[Available data]

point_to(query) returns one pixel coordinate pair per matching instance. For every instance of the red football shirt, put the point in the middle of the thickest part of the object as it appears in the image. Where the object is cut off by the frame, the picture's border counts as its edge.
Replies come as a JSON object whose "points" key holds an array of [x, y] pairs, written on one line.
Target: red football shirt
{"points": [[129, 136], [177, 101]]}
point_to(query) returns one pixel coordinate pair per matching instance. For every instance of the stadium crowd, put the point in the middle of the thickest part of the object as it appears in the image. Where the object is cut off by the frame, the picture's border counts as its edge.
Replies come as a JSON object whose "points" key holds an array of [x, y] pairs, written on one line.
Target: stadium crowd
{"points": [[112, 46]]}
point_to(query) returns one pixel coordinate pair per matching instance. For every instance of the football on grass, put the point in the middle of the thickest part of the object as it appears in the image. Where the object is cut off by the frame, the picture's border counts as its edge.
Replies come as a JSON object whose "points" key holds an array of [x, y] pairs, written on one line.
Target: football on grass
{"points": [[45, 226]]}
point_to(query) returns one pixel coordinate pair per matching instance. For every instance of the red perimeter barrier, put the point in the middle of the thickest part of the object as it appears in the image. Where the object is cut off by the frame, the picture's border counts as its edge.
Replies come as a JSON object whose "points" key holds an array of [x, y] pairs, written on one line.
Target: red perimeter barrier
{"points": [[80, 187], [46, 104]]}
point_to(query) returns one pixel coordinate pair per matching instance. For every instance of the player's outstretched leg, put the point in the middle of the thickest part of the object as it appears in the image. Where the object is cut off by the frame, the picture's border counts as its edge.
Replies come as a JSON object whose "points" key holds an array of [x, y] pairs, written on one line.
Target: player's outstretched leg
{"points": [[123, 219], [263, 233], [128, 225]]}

[/Available data]

> **Prompt**
Give back the data above exactly as it appears.

> **Written solution**
point_to(query) returns one pixel coordinate pair per matching instance. For every instance of the red football shirt, put the point in the middle of the thickest part of the object as it appears in the image. Where the object is cut off by the frame, the picture's border counts as its edge.
Replies come as a JSON object whose "points" key holds an array of [x, y] pairs, written on one line.
Target: red football shirt
{"points": [[129, 136], [177, 101]]}
point_to(query) returns one pixel coordinate pair per matching instance. For every instance of the stadium crowd, put the point in the middle of the thickest part of the object as it appears in the image. Where the object is cut off by the frame, the picture's border counts as its edge.
Replies come as a JSON object whose "points" key holds an array of [x, y] pairs, written on one line.
Target: stadium crowd
{"points": [[112, 46]]}
point_to(query) returns one pixel coordinate pair per matching instance. For every instance of the football on grass, put the point in the middle of the thickest part of the object as it appears in the image. Where the object is cut off by the frame, the picture's border counts as its edge.
Replies come as a JSON object whose "points" key holds an array of [x, y] pairs, written on one line.
Target: football on grass
{"points": [[45, 226]]}
point_to(query) returns one pixel coordinate pair per matching instance. For every instance of the red perimeter barrier, put the point in the middle of the thickest part of the object as it appears in the image. Where the object is cut off by the frame, the picture's border counts as its edge.
Replies come as a JSON object whose "points" key holds an array of [x, y] pairs, written on one line.
Target: red perimeter barrier
{"points": [[80, 187], [46, 104]]}
point_to(query) returns one pixel coordinate pair per matching instance. For every instance of the player's outstretched leg, put the point in the middle of the thickest part of the object as it appears in the image. Where the object is cut off by the frame, the picture's border counts as its edge.
Replies come as a JSON object whose "points" key holds an array of [x, y] pairs, written on one line.
Target: player's outstretched leg
{"points": [[123, 219], [263, 233], [128, 225]]}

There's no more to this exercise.